--- Supplied data ---

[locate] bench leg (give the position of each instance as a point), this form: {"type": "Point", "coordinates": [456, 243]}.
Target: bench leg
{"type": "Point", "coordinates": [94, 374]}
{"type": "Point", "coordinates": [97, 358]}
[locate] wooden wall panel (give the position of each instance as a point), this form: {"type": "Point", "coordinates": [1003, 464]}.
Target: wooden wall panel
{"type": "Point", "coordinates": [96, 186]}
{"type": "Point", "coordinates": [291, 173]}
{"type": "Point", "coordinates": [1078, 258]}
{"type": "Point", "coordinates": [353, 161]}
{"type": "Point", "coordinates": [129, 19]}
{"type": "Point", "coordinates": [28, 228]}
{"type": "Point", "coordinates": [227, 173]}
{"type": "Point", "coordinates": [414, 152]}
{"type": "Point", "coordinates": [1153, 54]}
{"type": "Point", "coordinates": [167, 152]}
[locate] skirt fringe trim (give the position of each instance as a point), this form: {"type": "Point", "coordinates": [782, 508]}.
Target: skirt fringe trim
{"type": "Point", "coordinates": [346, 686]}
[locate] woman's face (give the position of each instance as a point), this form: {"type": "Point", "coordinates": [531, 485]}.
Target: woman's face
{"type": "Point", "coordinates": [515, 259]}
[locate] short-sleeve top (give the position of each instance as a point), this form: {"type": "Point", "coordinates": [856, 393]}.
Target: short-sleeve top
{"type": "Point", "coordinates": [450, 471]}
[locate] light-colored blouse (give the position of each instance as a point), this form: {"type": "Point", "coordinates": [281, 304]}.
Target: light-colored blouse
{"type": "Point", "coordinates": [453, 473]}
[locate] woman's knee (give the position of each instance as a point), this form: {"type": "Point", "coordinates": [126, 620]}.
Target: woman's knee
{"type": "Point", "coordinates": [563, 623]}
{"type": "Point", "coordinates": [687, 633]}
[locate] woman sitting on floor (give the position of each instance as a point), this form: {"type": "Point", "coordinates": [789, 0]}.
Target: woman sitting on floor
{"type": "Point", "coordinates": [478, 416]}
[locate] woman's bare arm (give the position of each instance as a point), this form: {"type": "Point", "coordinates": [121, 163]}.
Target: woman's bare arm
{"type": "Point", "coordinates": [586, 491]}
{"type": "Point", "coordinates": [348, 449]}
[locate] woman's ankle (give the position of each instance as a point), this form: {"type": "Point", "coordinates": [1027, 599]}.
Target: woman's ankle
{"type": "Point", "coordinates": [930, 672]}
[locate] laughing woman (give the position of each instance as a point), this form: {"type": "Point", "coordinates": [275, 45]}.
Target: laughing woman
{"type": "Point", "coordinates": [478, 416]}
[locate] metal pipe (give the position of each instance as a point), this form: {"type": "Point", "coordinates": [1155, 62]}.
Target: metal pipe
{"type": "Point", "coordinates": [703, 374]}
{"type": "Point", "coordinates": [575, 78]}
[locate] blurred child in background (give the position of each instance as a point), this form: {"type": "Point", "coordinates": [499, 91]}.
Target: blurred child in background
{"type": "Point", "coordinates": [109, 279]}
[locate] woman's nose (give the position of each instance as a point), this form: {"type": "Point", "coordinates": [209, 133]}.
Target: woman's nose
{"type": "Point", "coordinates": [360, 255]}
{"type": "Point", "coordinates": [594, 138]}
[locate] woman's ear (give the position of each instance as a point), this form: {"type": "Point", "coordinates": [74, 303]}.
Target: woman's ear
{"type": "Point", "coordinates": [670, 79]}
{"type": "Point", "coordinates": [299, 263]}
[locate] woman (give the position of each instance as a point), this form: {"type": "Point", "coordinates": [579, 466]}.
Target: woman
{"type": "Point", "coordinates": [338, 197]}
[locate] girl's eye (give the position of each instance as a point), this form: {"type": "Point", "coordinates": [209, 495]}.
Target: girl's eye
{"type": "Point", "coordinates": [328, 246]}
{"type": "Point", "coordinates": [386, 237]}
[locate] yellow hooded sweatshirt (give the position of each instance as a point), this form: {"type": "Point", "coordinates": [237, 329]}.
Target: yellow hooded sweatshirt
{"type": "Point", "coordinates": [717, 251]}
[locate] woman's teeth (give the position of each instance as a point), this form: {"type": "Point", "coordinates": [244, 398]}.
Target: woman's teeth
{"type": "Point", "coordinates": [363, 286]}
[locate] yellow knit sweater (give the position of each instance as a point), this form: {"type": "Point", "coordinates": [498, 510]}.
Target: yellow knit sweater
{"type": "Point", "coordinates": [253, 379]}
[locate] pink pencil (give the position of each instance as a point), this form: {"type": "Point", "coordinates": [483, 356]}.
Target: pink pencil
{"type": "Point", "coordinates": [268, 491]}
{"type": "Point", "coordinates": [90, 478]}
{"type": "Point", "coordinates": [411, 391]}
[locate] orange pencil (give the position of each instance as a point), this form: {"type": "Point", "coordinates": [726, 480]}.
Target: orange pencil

---

● **Problem description**
Render the listing above as a JSON list of strings, one string per line, leaving out blank lines.

● **Exercise result**
[
  "[locate] bench leg (give the position of each instance as a point), this form: {\"type\": \"Point\", \"coordinates\": [456, 243]}.",
  "Target: bench leg",
  "{\"type\": \"Point\", \"coordinates\": [94, 374]}",
  "{\"type\": \"Point\", \"coordinates\": [97, 358]}",
  "[locate] wooden wall panel (give the position of each instance as a point), this form: {\"type\": \"Point\", \"coordinates\": [1003, 464]}.",
  "Target: wooden wall panel",
  "{\"type\": \"Point\", \"coordinates\": [96, 186]}",
  "{\"type\": \"Point\", \"coordinates\": [291, 173]}",
  "{\"type\": \"Point\", \"coordinates\": [1078, 258]}",
  "{\"type\": \"Point\", \"coordinates\": [353, 161]}",
  "{\"type\": \"Point\", \"coordinates\": [129, 19]}",
  "{\"type\": \"Point\", \"coordinates\": [28, 228]}",
  "{\"type\": \"Point\", \"coordinates\": [227, 173]}",
  "{\"type\": \"Point\", \"coordinates\": [414, 152]}",
  "{\"type\": \"Point\", \"coordinates\": [1153, 54]}",
  "{\"type\": \"Point\", \"coordinates\": [167, 152]}",
  "[locate] skirt fringe trim (give the position of each instance as a point), this form: {\"type\": \"Point\", \"coordinates\": [782, 508]}.",
  "Target: skirt fringe trim",
  "{\"type\": \"Point\", \"coordinates\": [346, 686]}",
  "[locate] woman's face (give the position of each instance as a point), this form: {\"type\": \"Point\", \"coordinates\": [531, 485]}.",
  "Target: woman's face",
  "{\"type\": \"Point\", \"coordinates\": [515, 259]}",
  "[locate] short-sleeve top (give the position of each instance as a point), this form: {\"type\": \"Point\", \"coordinates\": [856, 393]}.",
  "Target: short-sleeve top",
  "{\"type\": \"Point\", \"coordinates\": [450, 471]}",
  "[locate] light-colored blouse (give the position of each instance as a point), this form: {\"type\": \"Point\", \"coordinates\": [281, 304]}.",
  "Target: light-colored blouse",
  "{\"type\": \"Point\", \"coordinates\": [453, 473]}",
  "[locate] woman's knee (give the position of each instance as a point), this form: {\"type\": \"Point\", \"coordinates\": [126, 620]}.",
  "Target: woman's knee",
  "{\"type\": \"Point\", \"coordinates\": [563, 623]}",
  "{\"type\": \"Point\", \"coordinates\": [687, 633]}",
  "[locate] woman sitting on floor (give the position of each instance as a point), this form: {\"type\": \"Point\", \"coordinates\": [789, 0]}.",
  "Target: woman sitting on floor",
  "{\"type\": \"Point\", \"coordinates\": [478, 416]}",
  "[locate] woman's bare arm (give the position of each instance as a point), this form: {\"type\": \"Point\", \"coordinates\": [121, 163]}.",
  "Target: woman's bare arm",
  "{\"type\": \"Point\", \"coordinates\": [586, 491]}",
  "{\"type\": \"Point\", \"coordinates\": [348, 449]}",
  "[locate] woman's ankle (give the position of each instance as a point), this form: {\"type\": \"Point\", \"coordinates\": [1027, 599]}.",
  "Target: woman's ankle",
  "{\"type\": \"Point\", \"coordinates\": [930, 672]}",
  "[locate] laughing woman (give the position of each instance as a point), this form: {\"type\": \"Point\", \"coordinates\": [275, 45]}.",
  "Target: laughing woman",
  "{\"type\": \"Point\", \"coordinates\": [478, 416]}",
  "[locate] metal pipe (give the position of each instance as a point), this form: {\"type\": \"Point\", \"coordinates\": [1155, 62]}.",
  "Target: metal pipe",
  "{\"type\": \"Point\", \"coordinates\": [703, 374]}",
  "{\"type\": \"Point\", \"coordinates\": [575, 78]}",
  "[locate] blurred child in background (give the position of each instance as a point), this form: {\"type\": \"Point\", \"coordinates\": [499, 91]}.",
  "Target: blurred child in background",
  "{\"type\": \"Point\", \"coordinates\": [109, 279]}",
  "[locate] woman's nose (give the position of each instance as a point), this form: {\"type\": \"Point\", \"coordinates\": [209, 133]}.",
  "Target: woman's nose",
  "{\"type\": \"Point\", \"coordinates\": [360, 255]}",
  "{\"type\": \"Point\", \"coordinates\": [594, 138]}",
  "[locate] woman's ear (give the position of each instance as a point), this form: {\"type\": \"Point\", \"coordinates\": [74, 303]}.",
  "Target: woman's ear",
  "{\"type\": \"Point\", \"coordinates\": [670, 79]}",
  "{\"type\": \"Point\", \"coordinates\": [299, 263]}",
  "[locate] woman (give the position of each instance as a point), this form: {\"type\": \"Point\", \"coordinates\": [579, 466]}.",
  "Target: woman",
  "{\"type\": \"Point\", \"coordinates\": [338, 197]}",
  "[locate] girl's eye (give the position of each instance as a point), this form: {\"type\": \"Point\", \"coordinates\": [209, 495]}.",
  "Target: girl's eye",
  "{\"type\": \"Point\", \"coordinates\": [328, 246]}",
  "{\"type\": \"Point\", \"coordinates\": [386, 237]}",
  "[locate] yellow hooded sweatshirt (give the position of each instance as a point), this form: {\"type\": \"Point\", \"coordinates\": [237, 329]}.",
  "Target: yellow hooded sweatshirt",
  "{\"type\": \"Point\", \"coordinates\": [717, 251]}",
  "[locate] woman's teeth (give the position of each instance as a point), this form: {\"type\": \"Point\", \"coordinates\": [244, 398]}.",
  "Target: woman's teeth",
  "{\"type\": \"Point\", \"coordinates\": [363, 286]}",
  "[locate] yellow knit sweater (give the position of each instance as a point), this form: {\"type\": \"Point\", \"coordinates\": [498, 510]}.",
  "Target: yellow knit sweater",
  "{\"type\": \"Point\", \"coordinates\": [253, 379]}",
  "[locate] pink pencil (give the position of each instance as a point), this form: {\"type\": \"Point\", \"coordinates\": [483, 356]}.",
  "Target: pink pencil",
  "{\"type\": \"Point\", \"coordinates\": [268, 491]}",
  "{\"type\": \"Point\", \"coordinates\": [90, 478]}",
  "{\"type\": \"Point\", \"coordinates\": [411, 391]}",
  "[locate] orange pencil (give the position of each instance as a point), this form: {\"type\": \"Point\", \"coordinates\": [726, 480]}.",
  "Target: orange pencil"
]